- [Exercise requirements]
[1] In the occupational asthma text, what must an employer do for someone who works in a high-risk profession?
[2] Write out the occupational asthma text from "The Mayo Clinic" to "before you start.".

- [Passage for review]
++++++++

Merriam-Webster defines asthma as “a chronic lung disease that is marked by recurring episodes of airway obstruction (as from bronchospasm) manifested by labored breathing, accompanied especially by wheezing and coughing and by a sense of constriction in the chest, and that is triggered by hyperreactivity to various stimuli (such as allergens or rapid change in air temperature).”
Simply put, occupational asthma is asthma caused by inhalation of chemical fumes, gases, dust, pollutants, or other substances in a work environment. If you have asthma, or it runs in your family, you have an increased risk of developing occupational asthma, especially if you work around lung irritants. Smoking increases this risk.
If you work in a high-risk profession, your employer must advise you on occupational hazards, and provide proper training and protective equipment to ensure your health and safety around those hazards.
The Mayo Clinic lists several high-risk jobs for occupational asthma, such as adhesive handlers, veterinarians, millers, textile workers, metal workers, food production workers, carpenters, hairdressers, and spray painters. You should be familiar with the work hazards at your job and receive the training and equipment to protect yourself before you start.

++++++++

[Stored items]

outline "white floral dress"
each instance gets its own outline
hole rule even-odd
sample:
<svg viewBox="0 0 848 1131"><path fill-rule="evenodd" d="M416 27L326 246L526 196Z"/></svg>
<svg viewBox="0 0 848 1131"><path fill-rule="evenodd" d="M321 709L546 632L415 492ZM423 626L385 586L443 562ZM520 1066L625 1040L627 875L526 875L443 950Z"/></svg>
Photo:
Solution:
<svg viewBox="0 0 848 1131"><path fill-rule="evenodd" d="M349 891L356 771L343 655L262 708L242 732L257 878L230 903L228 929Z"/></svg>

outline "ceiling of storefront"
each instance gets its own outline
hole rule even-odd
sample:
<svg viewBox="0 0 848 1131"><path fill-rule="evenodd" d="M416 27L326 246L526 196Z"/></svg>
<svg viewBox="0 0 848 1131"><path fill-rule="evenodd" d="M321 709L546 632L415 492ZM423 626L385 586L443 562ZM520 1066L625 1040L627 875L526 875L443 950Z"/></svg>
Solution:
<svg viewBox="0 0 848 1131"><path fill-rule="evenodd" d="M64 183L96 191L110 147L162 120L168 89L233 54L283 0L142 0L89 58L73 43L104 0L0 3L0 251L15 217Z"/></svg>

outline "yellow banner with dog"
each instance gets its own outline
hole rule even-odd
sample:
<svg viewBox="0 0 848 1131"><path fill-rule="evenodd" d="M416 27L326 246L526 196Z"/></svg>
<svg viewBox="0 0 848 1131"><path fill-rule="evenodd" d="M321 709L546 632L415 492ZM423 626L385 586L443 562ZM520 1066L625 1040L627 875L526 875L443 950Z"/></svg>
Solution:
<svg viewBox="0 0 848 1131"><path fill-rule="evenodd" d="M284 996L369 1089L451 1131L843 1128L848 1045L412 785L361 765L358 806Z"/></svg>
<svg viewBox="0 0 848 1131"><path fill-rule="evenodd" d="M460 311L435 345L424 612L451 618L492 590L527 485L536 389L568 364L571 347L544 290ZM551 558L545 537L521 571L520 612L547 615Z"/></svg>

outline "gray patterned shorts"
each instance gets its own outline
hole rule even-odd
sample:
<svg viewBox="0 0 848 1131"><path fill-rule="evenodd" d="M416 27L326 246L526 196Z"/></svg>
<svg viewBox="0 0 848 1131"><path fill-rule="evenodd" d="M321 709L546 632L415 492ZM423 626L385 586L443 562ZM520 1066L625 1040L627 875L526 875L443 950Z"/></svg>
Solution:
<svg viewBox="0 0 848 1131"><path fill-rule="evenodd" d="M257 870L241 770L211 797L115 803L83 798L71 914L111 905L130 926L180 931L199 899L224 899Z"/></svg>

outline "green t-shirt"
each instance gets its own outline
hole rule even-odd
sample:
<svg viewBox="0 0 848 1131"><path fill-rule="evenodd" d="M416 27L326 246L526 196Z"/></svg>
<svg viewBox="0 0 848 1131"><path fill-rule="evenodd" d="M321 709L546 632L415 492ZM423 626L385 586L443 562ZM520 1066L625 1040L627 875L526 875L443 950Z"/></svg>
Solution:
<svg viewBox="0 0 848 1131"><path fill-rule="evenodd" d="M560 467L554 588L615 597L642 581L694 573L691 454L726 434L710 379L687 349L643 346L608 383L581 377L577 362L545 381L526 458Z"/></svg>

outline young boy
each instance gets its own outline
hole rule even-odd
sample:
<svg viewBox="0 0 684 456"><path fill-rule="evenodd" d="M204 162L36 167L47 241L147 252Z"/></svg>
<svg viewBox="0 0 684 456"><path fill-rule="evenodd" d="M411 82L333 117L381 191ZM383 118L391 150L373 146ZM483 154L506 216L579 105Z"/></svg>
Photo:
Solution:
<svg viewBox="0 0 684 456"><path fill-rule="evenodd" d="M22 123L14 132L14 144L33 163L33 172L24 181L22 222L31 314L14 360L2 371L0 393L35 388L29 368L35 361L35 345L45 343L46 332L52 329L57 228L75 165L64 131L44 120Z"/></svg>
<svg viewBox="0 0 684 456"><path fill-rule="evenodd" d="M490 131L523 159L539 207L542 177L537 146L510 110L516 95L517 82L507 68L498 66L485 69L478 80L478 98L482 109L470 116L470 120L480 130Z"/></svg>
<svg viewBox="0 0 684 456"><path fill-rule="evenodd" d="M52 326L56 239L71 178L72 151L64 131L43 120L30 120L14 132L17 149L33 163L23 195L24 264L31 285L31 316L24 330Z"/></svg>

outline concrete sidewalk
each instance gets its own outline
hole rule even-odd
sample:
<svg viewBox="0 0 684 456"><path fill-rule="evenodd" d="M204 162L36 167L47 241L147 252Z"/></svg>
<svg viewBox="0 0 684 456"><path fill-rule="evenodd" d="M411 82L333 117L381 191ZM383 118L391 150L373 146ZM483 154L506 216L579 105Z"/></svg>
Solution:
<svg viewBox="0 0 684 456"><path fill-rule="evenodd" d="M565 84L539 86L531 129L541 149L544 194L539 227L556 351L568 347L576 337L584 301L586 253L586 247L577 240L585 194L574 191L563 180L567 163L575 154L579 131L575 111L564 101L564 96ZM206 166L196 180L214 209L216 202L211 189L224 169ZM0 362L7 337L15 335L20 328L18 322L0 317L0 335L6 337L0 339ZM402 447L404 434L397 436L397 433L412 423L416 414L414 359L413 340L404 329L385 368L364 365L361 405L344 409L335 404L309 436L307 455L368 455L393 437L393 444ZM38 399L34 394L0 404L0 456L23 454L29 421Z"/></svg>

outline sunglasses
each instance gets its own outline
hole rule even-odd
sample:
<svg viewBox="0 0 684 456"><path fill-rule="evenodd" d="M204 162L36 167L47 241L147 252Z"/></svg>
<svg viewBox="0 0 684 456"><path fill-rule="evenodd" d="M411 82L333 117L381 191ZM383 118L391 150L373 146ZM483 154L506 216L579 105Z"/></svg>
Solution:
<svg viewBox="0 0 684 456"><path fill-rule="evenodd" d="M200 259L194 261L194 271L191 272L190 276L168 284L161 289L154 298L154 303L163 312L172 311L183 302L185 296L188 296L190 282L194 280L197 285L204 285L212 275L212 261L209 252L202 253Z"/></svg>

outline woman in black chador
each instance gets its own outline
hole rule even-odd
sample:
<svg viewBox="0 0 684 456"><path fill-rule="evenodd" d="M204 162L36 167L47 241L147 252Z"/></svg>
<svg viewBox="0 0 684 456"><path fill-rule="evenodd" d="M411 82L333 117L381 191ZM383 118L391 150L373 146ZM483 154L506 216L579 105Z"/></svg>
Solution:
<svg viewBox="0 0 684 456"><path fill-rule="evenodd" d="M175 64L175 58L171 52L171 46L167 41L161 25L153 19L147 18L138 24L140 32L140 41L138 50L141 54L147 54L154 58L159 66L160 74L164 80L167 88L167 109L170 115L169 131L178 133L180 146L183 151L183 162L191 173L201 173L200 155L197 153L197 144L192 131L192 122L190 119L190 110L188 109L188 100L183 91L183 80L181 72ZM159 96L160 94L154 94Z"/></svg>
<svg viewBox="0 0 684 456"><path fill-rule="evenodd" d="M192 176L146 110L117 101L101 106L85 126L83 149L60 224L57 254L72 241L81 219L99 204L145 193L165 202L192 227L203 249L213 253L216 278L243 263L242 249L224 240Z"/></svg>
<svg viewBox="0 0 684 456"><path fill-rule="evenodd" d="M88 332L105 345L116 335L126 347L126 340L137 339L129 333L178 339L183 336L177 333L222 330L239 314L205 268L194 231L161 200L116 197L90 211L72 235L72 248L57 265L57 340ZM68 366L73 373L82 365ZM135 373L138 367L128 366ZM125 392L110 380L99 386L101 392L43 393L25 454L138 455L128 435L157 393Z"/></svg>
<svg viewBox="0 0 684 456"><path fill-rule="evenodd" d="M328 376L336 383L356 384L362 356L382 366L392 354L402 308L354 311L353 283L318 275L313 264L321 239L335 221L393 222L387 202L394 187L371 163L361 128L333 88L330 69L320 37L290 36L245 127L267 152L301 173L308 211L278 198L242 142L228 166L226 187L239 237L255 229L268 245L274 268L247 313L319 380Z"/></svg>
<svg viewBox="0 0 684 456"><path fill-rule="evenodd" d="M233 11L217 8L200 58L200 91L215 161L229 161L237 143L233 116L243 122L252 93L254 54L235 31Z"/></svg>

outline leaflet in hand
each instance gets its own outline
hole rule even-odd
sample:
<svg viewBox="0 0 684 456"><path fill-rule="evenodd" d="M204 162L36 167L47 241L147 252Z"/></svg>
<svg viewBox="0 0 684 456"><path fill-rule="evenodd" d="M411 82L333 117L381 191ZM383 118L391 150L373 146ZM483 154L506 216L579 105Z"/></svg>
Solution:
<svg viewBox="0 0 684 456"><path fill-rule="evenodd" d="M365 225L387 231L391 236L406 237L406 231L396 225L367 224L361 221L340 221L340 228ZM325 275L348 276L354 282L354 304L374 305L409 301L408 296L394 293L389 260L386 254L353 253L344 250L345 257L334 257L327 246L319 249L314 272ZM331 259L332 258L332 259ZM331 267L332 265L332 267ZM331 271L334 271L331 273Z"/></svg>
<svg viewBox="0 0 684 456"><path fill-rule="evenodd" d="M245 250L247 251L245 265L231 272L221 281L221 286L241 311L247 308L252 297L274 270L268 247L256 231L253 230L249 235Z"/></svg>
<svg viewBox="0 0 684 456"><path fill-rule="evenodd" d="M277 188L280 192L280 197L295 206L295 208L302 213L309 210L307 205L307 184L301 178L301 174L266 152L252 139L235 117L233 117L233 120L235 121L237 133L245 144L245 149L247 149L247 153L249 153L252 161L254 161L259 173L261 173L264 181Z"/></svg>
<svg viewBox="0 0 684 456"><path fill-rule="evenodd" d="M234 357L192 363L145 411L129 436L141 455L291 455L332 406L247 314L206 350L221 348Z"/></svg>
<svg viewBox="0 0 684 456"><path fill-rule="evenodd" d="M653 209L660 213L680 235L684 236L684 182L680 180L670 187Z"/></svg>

++++++++

- [Expected outputs]
[1] Advise them on occupational hazards and provide proper training and protective equipment.

[2]
The Mayo Clinic lists several high-risk jobs for occupational asthma, such as adhesive handlers, veterinarians, millers, textile workers, metal workers, food production workers, carpenters, hairdressers, and spray painters. You should be familiar with the work hazards at your job and receive the training and equipment to protect yourself before you start.